(Entries from a point annotation set)
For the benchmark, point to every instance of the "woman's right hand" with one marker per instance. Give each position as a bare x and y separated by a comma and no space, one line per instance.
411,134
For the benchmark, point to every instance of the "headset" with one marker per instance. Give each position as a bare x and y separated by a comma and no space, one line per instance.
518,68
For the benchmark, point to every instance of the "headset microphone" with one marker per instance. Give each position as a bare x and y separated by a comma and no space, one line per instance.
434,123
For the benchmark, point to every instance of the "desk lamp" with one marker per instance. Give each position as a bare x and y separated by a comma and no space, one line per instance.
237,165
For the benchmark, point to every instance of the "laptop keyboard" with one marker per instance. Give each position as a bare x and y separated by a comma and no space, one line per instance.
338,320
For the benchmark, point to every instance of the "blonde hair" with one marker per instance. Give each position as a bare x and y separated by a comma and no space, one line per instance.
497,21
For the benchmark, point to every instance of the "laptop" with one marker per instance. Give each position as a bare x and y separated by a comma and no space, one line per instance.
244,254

## EXERCISE
Change every occurrence of "one marker per instance" in the records above to "a single marker for each instance", and leave everything else unchanged.

## TASK ANSWER
For the benchmark, point to every instance of the "woman's right hand" with a single marker for each instance. Give each position as a bare x and y separated by a comma and no space, one line per instance.
411,134
For the benchmark, point to every instance of the "headset" with a single marker for each instance. Give each position as a bare x and y separated by a comma and no space, one line per instance.
518,68
For the benchmark, point to every instance of the "headset microphone" with a single marker for each instance. Give each position as a bare x and y separated by a comma and no space, one line per instance.
434,123
For the benchmark, point to every instance of the "desk lamp" with a single marker for each instance. Give each position as a bare x and y separated by a comma and no space, one line per instance.
237,165
For the benchmark, point to every instance of the "laptop keyboard" with a single marker for each instance. Give each position as a bare x and y separated by a comma and no space, one line per instance.
338,320
For the benchmark, point to every instance of the "blonde hair" with a single marker for each instance. Give each position as a bare x and y separated by a comma and no space, one line per instance.
497,21
For the benchmark, point to every instance of the "laptop" with a single marker for each instance. Give each position as a bare x and y separated by a comma and no space, one line per instance.
244,254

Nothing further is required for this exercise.